● **Task to complete**: Copy the lines of the entries exactly, from the opening one to the one holding "the white birch", and leave out everything after.

- - - -

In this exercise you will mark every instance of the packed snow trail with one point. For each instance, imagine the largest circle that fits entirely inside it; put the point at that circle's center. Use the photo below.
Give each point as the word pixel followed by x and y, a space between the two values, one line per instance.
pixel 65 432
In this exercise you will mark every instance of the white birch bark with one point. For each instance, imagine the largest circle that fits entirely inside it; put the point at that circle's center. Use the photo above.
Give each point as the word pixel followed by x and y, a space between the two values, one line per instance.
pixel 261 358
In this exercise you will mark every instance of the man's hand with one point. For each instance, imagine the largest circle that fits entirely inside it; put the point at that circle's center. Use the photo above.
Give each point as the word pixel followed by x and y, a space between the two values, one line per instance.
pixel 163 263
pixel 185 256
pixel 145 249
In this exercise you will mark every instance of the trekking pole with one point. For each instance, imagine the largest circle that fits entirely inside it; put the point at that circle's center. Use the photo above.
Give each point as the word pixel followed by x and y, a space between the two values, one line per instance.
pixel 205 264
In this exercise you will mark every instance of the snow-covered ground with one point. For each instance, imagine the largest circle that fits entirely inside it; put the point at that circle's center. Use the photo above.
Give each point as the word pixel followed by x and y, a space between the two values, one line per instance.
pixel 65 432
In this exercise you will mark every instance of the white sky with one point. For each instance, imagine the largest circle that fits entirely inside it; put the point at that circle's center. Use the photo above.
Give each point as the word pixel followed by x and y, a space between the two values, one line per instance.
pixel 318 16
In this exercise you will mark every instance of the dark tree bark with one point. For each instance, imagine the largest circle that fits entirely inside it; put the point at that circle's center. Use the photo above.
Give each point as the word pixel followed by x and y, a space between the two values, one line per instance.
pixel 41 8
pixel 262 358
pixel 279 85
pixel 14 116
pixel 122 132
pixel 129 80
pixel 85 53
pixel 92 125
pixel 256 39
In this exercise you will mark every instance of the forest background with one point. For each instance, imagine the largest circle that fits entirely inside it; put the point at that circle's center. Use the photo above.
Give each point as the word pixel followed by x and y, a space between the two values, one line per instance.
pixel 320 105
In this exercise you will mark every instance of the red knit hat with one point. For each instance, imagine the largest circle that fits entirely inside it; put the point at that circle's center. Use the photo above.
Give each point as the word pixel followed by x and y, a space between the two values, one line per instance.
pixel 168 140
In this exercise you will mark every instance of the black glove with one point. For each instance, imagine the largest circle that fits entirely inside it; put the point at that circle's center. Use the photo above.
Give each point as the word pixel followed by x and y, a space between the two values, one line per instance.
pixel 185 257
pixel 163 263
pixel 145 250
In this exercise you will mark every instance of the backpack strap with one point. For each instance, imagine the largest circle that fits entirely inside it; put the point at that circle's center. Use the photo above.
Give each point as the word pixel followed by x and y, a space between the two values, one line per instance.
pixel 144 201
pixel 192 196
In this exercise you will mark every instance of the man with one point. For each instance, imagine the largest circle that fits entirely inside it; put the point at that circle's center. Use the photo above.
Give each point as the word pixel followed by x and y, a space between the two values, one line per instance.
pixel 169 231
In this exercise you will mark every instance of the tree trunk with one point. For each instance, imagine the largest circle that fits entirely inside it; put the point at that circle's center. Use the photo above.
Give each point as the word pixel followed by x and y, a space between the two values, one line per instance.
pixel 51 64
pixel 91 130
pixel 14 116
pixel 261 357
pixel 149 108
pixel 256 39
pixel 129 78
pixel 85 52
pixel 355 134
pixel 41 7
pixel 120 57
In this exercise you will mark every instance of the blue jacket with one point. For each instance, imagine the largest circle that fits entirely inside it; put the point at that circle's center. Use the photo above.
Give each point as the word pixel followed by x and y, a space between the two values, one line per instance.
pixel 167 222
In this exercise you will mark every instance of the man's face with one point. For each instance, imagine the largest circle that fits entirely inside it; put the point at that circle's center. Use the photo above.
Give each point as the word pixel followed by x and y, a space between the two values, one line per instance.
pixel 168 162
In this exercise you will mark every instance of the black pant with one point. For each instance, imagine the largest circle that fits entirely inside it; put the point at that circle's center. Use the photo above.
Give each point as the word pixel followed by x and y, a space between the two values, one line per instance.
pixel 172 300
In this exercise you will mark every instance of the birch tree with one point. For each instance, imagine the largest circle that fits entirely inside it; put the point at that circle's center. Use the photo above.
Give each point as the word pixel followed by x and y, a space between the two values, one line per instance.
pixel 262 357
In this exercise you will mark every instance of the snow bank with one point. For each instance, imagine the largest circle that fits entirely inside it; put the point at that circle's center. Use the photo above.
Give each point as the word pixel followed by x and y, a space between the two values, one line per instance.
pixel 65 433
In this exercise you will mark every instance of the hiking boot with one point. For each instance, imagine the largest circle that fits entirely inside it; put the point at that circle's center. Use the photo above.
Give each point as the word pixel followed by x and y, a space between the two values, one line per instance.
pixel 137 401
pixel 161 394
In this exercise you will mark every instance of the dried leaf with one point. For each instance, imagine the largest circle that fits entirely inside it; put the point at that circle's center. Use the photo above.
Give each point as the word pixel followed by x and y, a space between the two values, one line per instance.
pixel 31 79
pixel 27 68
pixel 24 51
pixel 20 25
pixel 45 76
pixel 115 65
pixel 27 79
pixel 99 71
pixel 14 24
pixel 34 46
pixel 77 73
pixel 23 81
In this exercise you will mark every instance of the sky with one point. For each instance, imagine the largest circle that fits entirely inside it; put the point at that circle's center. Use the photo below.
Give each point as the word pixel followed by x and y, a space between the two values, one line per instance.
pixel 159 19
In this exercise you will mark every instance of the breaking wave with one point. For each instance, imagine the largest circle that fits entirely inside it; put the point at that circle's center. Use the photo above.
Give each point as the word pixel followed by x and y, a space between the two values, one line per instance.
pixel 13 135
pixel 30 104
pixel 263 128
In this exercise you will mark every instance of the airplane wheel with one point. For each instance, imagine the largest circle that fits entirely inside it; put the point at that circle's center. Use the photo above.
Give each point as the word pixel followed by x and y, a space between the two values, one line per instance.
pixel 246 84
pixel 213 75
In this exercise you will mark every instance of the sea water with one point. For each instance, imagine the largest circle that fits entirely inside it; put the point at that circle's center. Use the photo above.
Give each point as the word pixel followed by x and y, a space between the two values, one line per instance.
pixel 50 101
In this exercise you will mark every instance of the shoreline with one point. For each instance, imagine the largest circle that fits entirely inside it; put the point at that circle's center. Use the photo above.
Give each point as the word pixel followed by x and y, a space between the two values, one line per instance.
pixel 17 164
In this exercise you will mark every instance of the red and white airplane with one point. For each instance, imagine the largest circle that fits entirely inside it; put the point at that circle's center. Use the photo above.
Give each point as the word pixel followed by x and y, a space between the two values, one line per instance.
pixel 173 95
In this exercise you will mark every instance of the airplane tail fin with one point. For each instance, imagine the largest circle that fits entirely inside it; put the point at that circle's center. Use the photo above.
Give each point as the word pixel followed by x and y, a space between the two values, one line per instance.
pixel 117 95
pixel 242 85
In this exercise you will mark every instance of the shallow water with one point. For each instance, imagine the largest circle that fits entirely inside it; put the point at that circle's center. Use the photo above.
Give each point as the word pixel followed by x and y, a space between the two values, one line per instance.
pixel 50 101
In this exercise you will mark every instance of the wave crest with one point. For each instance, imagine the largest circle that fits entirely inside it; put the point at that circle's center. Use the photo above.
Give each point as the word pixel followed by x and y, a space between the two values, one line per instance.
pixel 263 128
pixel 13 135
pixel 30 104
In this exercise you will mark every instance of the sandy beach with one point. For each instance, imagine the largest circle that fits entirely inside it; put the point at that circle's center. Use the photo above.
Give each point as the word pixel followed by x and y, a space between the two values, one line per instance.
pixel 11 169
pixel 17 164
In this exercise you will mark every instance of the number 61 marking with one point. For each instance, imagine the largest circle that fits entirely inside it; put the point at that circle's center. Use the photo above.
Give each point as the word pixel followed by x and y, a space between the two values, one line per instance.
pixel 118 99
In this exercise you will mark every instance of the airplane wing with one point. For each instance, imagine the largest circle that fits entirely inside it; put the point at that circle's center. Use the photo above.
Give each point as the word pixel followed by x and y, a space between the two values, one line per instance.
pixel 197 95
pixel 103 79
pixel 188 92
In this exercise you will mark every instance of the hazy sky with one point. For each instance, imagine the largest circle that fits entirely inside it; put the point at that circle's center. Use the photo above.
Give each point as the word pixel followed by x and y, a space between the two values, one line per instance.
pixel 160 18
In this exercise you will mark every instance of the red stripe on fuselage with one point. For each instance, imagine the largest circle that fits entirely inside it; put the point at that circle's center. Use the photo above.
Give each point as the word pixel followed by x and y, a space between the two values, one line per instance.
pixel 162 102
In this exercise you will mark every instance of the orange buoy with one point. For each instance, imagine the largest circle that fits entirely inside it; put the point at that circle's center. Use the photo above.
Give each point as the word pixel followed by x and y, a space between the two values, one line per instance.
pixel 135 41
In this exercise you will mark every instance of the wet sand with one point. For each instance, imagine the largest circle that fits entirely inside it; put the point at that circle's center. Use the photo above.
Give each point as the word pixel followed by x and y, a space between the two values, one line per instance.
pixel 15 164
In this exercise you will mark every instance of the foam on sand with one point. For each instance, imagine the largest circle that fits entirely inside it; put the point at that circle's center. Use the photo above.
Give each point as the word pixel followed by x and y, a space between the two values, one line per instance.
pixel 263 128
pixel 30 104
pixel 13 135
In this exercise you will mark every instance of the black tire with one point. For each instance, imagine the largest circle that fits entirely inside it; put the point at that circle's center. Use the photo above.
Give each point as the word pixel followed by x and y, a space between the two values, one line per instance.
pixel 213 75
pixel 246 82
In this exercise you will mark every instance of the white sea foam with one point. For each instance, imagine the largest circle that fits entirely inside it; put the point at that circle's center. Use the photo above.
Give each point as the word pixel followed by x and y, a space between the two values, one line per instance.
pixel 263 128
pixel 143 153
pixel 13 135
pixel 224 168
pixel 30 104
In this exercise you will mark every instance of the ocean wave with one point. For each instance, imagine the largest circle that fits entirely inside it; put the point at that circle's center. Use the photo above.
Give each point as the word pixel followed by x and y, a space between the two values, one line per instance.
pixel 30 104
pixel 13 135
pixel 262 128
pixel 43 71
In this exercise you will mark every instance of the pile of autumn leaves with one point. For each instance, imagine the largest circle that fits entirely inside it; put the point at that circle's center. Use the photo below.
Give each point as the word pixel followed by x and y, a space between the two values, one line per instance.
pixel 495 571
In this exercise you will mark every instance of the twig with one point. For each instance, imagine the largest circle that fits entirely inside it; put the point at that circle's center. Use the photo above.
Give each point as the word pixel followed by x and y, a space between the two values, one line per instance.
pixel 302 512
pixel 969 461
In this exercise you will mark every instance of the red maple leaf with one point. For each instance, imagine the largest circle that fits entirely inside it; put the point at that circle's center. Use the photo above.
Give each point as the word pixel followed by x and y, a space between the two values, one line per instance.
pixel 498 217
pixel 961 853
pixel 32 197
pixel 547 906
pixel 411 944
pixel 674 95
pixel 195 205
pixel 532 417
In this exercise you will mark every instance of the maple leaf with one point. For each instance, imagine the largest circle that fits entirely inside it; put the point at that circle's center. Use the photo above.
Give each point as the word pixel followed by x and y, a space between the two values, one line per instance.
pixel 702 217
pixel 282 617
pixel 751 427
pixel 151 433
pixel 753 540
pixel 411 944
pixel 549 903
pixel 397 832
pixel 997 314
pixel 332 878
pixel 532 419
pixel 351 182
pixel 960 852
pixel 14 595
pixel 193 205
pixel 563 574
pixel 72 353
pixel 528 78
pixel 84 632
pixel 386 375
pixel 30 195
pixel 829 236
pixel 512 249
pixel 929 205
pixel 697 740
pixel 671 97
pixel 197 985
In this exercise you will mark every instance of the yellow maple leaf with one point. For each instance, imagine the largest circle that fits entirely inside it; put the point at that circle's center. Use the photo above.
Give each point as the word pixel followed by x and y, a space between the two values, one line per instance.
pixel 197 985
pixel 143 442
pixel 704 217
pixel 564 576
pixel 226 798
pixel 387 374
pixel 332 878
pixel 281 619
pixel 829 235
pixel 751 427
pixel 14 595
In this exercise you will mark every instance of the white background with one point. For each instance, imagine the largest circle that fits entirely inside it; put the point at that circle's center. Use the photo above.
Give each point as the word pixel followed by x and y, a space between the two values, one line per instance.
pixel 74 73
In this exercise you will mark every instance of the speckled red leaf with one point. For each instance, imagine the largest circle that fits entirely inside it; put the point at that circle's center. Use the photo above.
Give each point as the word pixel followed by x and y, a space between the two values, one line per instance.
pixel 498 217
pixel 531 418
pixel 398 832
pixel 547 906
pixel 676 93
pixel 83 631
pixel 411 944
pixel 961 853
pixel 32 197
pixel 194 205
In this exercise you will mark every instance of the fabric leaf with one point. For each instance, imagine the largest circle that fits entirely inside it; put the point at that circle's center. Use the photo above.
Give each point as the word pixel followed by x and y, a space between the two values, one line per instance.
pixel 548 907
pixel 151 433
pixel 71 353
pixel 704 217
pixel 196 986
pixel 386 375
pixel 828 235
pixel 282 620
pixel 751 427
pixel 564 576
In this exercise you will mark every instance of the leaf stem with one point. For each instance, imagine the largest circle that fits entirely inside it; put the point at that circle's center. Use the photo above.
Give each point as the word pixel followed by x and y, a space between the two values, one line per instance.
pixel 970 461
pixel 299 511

- - - -

● **Finished task**:
In this exercise you will mark every instance of the packed snow trail with one point. For each instance, imagine the largest circle that fits entirely inside it; put the point at that circle's center. Use the photo below.
Give each point as the word pixel followed by x and y, a space between the two values, one line per instance.
pixel 65 432
In this exercise you will mark every instance of the white birch bark with one point. For each instance, imagine the largest circle that fits entirely inside it; put the point at that circle's center. Use the photo above.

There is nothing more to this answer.